■ WHAT IS ASKED: Copy every one of the records below character for character, keeping each line in its original order.

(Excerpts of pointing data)
• • • •
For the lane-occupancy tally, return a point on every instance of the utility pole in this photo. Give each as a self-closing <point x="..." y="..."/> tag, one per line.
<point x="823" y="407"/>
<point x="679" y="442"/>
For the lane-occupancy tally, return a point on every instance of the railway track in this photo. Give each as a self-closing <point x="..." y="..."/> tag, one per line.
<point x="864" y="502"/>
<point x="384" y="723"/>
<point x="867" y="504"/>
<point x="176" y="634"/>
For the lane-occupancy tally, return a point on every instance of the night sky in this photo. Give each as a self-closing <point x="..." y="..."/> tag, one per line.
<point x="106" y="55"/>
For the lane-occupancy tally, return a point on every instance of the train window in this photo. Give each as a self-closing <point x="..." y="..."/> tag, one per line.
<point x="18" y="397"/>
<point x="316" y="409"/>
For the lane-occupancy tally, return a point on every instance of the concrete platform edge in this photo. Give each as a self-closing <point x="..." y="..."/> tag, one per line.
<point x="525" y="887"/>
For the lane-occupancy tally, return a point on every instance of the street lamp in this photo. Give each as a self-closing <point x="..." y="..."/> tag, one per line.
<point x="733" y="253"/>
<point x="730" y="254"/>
• • • •
■ TASK RESPONSE:
For the lane-occupancy tally, return a point on every instance of the utility pole in this photo. Give each as a self-closing <point x="..." y="..."/> tag, one per line.
<point x="823" y="407"/>
<point x="679" y="442"/>
For the lane-occupancy tally, return a point on every instance of the railway track in this photo. Give each as a self-closing <point x="..." y="..."/> tag, one per line.
<point x="864" y="502"/>
<point x="384" y="723"/>
<point x="867" y="504"/>
<point x="176" y="634"/>
For the lane-occupancy tally, return a point on every instance of the night sky in this photo. Give each as a self-closing <point x="..." y="..."/> tag, one per line.
<point x="106" y="55"/>
For the lane-occupancy tally, return a point on every instance of the train window in this photo. Give each as a self-closing <point x="..." y="..."/> tag, one per line.
<point x="18" y="397"/>
<point x="316" y="409"/>
For the lane-occupancy tally, return a point on every instance of the concrete platform edge in this photo. Give each as a self-closing <point x="..." y="..."/> tag, one per line.
<point x="525" y="887"/>
For the lane-occupancy tally, return a point on every instance of the street lamp in this photo. Give each as a self-closing <point x="..." y="..."/> tag, one per line.
<point x="733" y="253"/>
<point x="730" y="254"/>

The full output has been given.